• [STUDY TEXT]:

A Low-Carbohydrate Eating Pattern for Diabetics

By American Diabetes Association

Many people believe that a low-carbohydrate diet is the “best” meal planning option for people with diabetes. Although this type of eating pattern may work for some people with diabetes, it’s certainly not the only option, and it isn’t the right eating pattern for everyone with diabetes.

A low-carbohydrate eating pattern focuses mainly on foods that are higher in protein and nonstarchy vegetables that are low in carbohydrate. People following this eating pattern will primarily eat nonstarchy vegetables — for example, carrots, onions, peppers, broccoli, cauliflower, green beans, and salad greens — and proteins and fats. Meats, poultry, fish and seafood, egg, and dairy can all be included in a low-carbohydrate diet. Highly processed sources of carbohydrate and grain foods, on the other hand, are usually avoided by people following this eating pattern. This generally includes rice, breads, pastas, and sugary foods and drinks.

There is no definition of how many grams of carbohydrate constitute a “low carbohydrate” diet. If you think that a low-carbohydrate eating pattern may be a good fit for you, talk to your dietitian or healthcare provider. He or she can help you find the best way to meet your nutritional needs and set daily carbohydrate goals.

People following a low-carbohydrate eating pattern still benefit from making nutritious food choices. Frequently eating high-fat meats and full-fat dairy products, covering your nonstarchy vegetables in dressing and saturated fat (from butter and margarine), and adding lots of salt to your food isn’t good for you in the long run. Even if your blood glucose is well managed, eating a lot of saturated (and trans) fats and sodium can increase your risk of cardiovascular (heart and blood vessel) complications.

• [WHAT IS REQUIRED]: Rewrite everything from "People following a" down to "blood vessel) complications." in the low-carbohydrate diet text, changing "dressing" to "gravy". The data after this point comes from a separate source.

• [GIVEN DATA]:
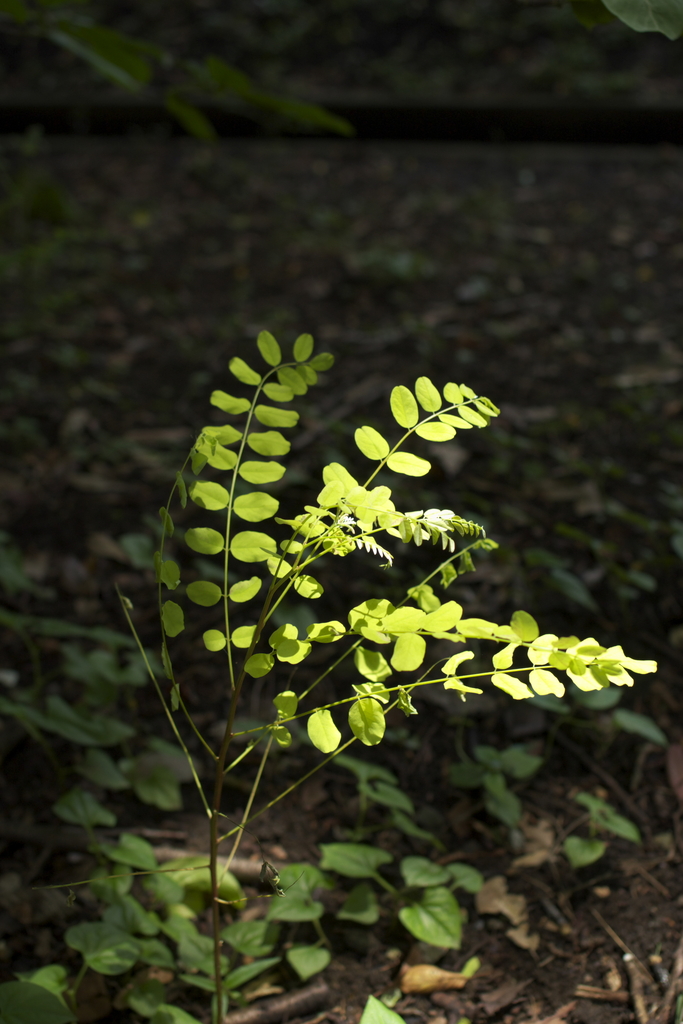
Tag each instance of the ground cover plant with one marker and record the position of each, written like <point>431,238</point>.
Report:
<point>347,517</point>
<point>636,414</point>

• [SOLUTION BELOW]:
People following a low-carbohydrate eating pattern still benefit from making nutritious food choices. Frequently eating high-fat meats and full-fat dairy products, covering your nonstarchy vegetables in gravy and saturated fat (from butter and margarine), and adding lots of salt to your food isn’t good for you in the long run. Even if your blood glucose is well managed, eating a lot of saturated (and trans) fats and sodium can increase your risk of cardiovascular (heart and blood vessel) complications.